**Exercises to complete**
1 - Condense the paragraph of the article about the Woonsocket wolf that begins "DNA testing of a sample" into a short bulleted list, keeping its main facts.
2 - Carry on the article about the Woonsocket wolf from its final sentence onward.

**Text for analysis**
⁂

Wolf shot by Woonsocket

From South Dakota Game Fish and Parks

DNA testing of a sample taken from a wolf-like animal that was recently killed by a coyote hunter confirmed the animal was indeed a wolf from the Great Lakes Region. The hunter who mistakenly shot the animal was hunting coyotes north of Woonsocket, South Dakota in Sanborn County on December 18, 2010. U.S. Fish and Wildlife Service and South Dakota Game, Fish and Parks law enforcement officials confiscated the 90 pound male animal after being made aware of the incident.

“Minnesota has a healthy wolf population, so it’s not uncommon for young male wolves to periodically wander into the Dakotas,” said Wildlife Conservation Officer Chris Kuntz of Huron. “Young male wolves are often pushed out of a pack and will simply wander across country. They usually don’t spend much time in any one location and generally move out of an area within a few days from when they’re first sighted,” said Kuntz. “Unfortunately in this case, a hunter mistook the animal as a coyote and it was killed,” he said. The hunter that shot the wolf will not be charged with a violation, as he clearly misidentified the animal as a coyote.

Hunters pursuing coyotes in eastern South Dakota are reminded that wolves are listed as “endangered” under the Federal Endangered Species Act. This protection makes it illegal for a hunter to kill or possess such species. “Hunters are reminded to use extreme caution when hunting coyotes to make sure they can identify their target before they shoot,” said Kuntz.

⁂

**Data section**
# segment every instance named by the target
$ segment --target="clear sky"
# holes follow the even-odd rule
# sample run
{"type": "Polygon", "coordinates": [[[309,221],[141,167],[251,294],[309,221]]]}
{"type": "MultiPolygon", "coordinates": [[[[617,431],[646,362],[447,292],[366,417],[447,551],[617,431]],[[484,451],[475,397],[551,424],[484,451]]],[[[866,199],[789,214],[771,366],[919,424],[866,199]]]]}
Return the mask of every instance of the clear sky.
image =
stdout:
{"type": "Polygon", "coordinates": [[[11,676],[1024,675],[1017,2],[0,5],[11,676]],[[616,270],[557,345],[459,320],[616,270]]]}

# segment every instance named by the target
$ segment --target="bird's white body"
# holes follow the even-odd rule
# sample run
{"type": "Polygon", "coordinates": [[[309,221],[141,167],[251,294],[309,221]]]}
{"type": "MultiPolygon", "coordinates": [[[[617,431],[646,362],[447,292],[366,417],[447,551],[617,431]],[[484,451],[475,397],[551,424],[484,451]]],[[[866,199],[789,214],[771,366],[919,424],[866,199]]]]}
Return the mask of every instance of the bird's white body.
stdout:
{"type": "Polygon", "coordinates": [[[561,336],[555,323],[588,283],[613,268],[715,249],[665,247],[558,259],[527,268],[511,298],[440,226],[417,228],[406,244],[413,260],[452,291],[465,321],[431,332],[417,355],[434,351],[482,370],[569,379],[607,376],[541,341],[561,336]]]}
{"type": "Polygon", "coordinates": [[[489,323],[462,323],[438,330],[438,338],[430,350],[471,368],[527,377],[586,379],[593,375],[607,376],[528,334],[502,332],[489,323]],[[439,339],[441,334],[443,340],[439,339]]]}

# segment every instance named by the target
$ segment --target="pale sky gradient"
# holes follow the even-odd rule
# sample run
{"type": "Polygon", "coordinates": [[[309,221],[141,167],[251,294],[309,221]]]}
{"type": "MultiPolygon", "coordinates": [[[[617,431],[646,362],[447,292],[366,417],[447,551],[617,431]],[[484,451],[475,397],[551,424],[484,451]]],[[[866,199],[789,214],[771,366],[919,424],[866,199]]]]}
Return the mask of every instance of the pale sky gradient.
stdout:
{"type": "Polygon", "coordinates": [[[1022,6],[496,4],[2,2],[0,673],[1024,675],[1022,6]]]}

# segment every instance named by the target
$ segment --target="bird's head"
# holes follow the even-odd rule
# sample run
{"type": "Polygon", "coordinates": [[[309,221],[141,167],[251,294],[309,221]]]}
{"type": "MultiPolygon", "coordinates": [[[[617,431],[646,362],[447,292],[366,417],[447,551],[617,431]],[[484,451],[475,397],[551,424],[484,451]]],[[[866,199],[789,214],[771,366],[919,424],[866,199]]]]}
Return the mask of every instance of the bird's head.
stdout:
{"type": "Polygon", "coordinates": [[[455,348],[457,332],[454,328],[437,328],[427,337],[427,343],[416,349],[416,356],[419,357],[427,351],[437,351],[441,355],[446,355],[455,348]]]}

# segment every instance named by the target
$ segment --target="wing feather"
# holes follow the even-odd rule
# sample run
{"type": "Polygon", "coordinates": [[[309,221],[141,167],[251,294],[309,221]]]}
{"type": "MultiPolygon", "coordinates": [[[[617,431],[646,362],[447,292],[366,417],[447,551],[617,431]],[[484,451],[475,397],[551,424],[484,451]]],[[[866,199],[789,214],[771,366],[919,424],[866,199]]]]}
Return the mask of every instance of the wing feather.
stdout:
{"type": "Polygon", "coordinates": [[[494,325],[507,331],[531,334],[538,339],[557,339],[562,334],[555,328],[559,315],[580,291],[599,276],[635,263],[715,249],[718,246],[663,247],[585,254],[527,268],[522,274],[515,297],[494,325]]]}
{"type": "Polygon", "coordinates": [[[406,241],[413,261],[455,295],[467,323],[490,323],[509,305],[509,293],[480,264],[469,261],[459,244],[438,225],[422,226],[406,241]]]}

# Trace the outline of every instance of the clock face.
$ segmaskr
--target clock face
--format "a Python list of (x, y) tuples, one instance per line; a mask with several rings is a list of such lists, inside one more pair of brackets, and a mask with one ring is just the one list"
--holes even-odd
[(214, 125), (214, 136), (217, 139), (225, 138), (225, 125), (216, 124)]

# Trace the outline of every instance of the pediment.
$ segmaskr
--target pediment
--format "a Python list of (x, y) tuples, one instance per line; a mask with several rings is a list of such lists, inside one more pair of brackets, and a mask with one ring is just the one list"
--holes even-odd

⁂

**Responses to the tasks**
1 -
- DNA testing confirmed that an animal killed by a coyote hunter was a wolf from the Great Lakes Region.
- The hunter mistakenly shot it on December 18, 2010, while hunting coyotes north of Woonsocket, South Dakota, in Sanborn County.
- After learning of the incident, U.S. Fish and Wildlife Service and South Dakota Game, Fish and Parks law enforcement officials confiscated the animal, a 90-pound male.

2 -
While camping in the North Woods of Minnesota I have heard my fair share of wolves howling throughout the night but never had the opportunity to see one, let along see one in South Dakota.  Have any of your seen a wolf while in South Dakota?  Let us know your experience by commenting on this post.

3 thoughts on “Wolf shot by Woonsocket

  1. Wolves in South Dakota? While deer hunting west river, wolves were seen by our group. Secondly, while predator hunting in the same area, we seen wolves. Very easy to identify vs a coyote. May be this will be like the mountain lion?

    • That is pretty concerning news Chuck. While hunting in North Western Montana I have seen the negative effect wolves can have on not only the livestock population but also big game animals. We found two wolve killls while on a seven day hunt last year. At one, the pack had strung a bull moose out throughout a 100 yard section of trail. That gruesome sight is becoming more and more common according to the locals we talked to.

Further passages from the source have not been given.